__Your task__: In the text on the Buddhist idea of not-self below, recast the paragraph beginning "He taught that what we experience" as a brief list that keeps its main facts.

__Text shown__:
◆ ◆ ◆

Buddhism begins with a man who grew up in Hinduism. Siddhartha Gautama was raised in the Vedic tradition. He knew the Upanishads and the concept of Atman. And after years of extreme ascetic practice that nearly killed him, he sat down under a tree and arrived at something that directly contradicted the tradition he came from. There is no eternal self. There is no Atman. What you call yourself is a process, not a thing. A river, not a stone.
The Buddhist term for this is Anatta, or Anatman in Sanskrit. Literally: not-self. It is one of the three marks of existence in Buddhist thought, alongside impermanence (Anicca) and suffering (Dukkha). And of the three, Anatta is the one that at first glance stands in the starkest opposition to the hindu belief system and its idea that there is a deep self, identical to ultimate reality, eternal and unchanging. Buddhism says that is an illusion. The desire for a permanent self is itself the problem. It is the root of attachment, of suffering, of the endless cycle of craving and disappointment that defines human life.
Let me try to lay out what the Buddha taught, as far as I believe to understand it.
He taught that what we experience as a person is not a unified thing but a bundle of five aggregates, the Skandhas. Form, which is the body and its sensory apparatus. Sensation, meaning the raw feeling tone of experience, pleasant, unpleasant, or neutral. Perception, which is the labelling and recognising of what the senses deliver. Mental formations, which include will, intention, emotion, habits, everything we might call character or personality. And consciousness, which in this context does not seem to mean awareness in the grand sense but rather the basic capacity of each sense to register its object: eye-consciousness for sight, ear-consciousness for sound, and so on.

◆ ◆ ◆

(Natural-language object grounding data)
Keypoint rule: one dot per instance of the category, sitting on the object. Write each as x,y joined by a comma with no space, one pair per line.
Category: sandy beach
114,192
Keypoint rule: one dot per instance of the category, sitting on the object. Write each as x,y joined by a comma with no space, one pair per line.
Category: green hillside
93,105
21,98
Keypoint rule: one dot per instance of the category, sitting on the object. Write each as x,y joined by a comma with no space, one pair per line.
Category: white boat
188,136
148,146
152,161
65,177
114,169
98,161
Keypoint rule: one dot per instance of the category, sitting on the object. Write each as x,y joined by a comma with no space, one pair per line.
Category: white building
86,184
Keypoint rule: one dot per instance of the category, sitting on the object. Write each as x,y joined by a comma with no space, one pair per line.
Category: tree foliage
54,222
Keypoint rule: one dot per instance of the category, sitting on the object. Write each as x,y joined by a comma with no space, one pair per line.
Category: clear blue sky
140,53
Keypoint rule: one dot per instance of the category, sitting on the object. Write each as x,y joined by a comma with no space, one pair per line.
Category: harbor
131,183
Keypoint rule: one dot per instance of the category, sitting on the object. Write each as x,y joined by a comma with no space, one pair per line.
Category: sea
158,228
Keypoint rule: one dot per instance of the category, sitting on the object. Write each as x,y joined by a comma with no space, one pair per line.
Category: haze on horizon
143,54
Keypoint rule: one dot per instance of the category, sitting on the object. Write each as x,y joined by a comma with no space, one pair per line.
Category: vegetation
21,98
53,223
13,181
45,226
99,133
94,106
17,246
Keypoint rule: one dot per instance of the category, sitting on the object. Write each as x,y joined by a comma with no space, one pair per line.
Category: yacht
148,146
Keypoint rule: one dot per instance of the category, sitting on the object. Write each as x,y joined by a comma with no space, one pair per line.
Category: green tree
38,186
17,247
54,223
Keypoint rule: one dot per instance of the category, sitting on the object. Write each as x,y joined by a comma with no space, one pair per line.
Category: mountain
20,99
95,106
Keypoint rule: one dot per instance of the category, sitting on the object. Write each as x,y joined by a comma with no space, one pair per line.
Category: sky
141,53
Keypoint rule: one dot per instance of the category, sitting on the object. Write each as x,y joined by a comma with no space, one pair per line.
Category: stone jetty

◆ ◆ ◆

__Task output__:
A person is not a unified thing but a bundle of five aggregates, the Skandhas:
- Form: the body and its sensory apparatus.
- Sensation: the raw feeling tone of experience (pleasant, unpleasant, or neutral).
- Perception: labelling and recognising what the senses deliver.
- Mental formations: will, intention, emotion, habits, and everything we might call character or personality.
- Consciousness: here apparently not awareness in the grand sense but each sense's basic capacity to register its object (eye-consciousness for sight, ear-consciousness for sound, and so on).